-- Problem details --
For this item, repeat the material exactly while omitting its pictures.

-- Data under study --
* * * * *
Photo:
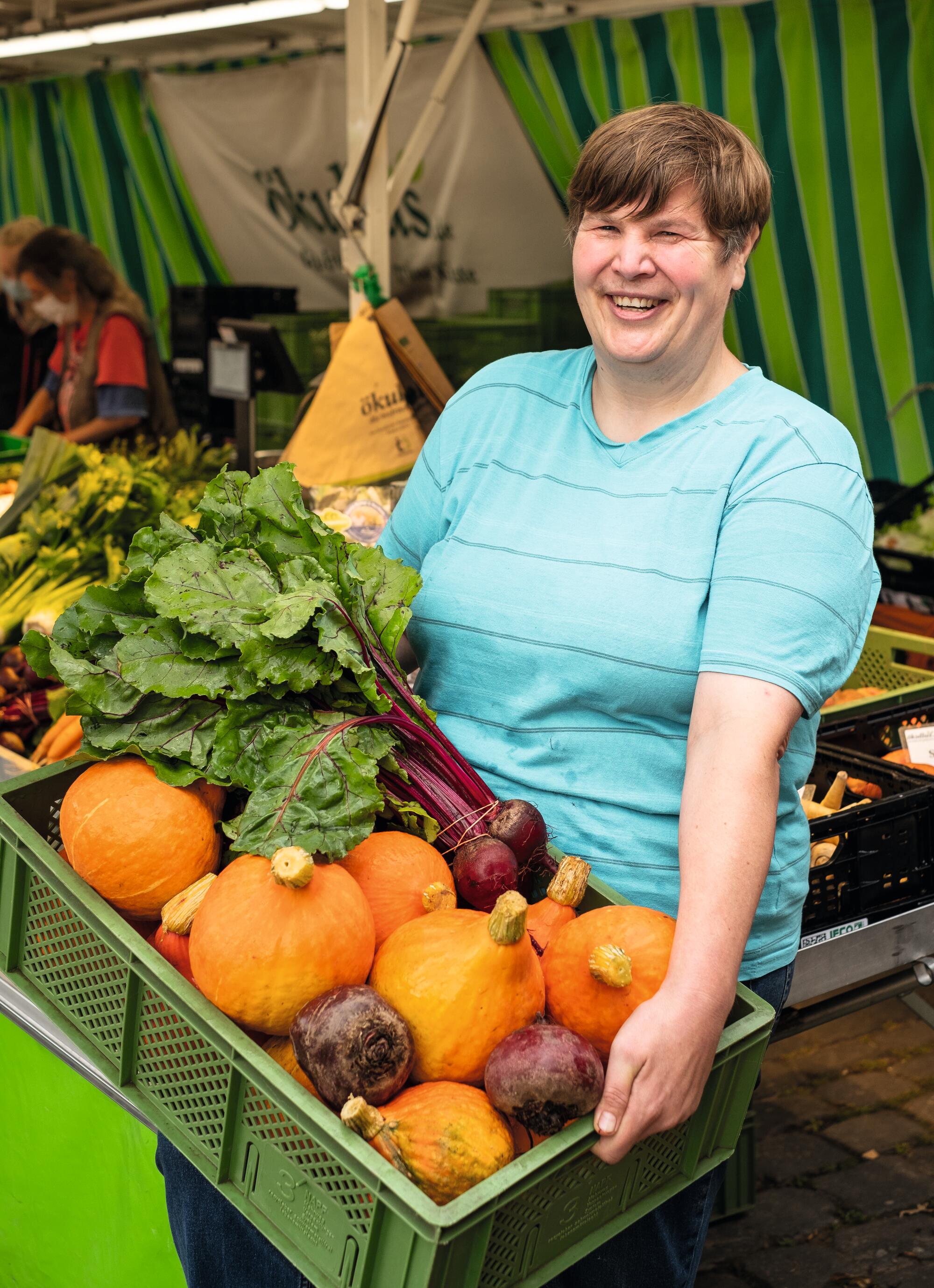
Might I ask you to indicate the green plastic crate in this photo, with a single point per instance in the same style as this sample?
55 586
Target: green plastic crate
878 666
739 1190
340 1214
13 448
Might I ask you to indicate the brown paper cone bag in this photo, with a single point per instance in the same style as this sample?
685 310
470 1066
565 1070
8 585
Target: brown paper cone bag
360 427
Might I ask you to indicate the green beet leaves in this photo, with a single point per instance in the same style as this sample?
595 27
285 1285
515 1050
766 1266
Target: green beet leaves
244 654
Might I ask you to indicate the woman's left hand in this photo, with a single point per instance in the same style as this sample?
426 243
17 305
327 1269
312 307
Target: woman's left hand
659 1066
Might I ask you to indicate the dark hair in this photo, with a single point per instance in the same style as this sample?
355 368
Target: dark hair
639 157
50 253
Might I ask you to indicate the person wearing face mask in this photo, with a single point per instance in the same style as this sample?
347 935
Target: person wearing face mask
* * * * *
-- Answer to the problem --
Photo:
Might I ask you to indicate the green plastic crate in this photo, with a single point per instance in the same style as this sample?
55 586
Target: green plastic crate
878 666
739 1190
340 1214
13 448
Might I ask you to indicate the brown paper cone bag in this photo, with a single point per instance in the same style as this sample?
685 310
470 1066
565 1070
8 585
Target: brown paper cone bag
360 427
Might I ask you to indicate the green beet leaves in this photo, with a single point per instance in the same style as this sample?
595 27
285 1285
515 1050
766 1266
Target: green beet leaves
244 654
Might I ask you to indicate the woman's left hand in this photo, with a single point per instance in the same style as this sample?
426 243
17 305
327 1269
312 307
Target: woman's left hand
659 1066
Might I ask you to indicate the dark hair in this photo, with a single point per instance in the same style as this sample?
355 368
Target: dark hair
639 157
50 253
Might I ask you to indicate the person wearing face mask in this photo, with a single point per instance in the same style as this sample?
347 935
Target: person wearing face mask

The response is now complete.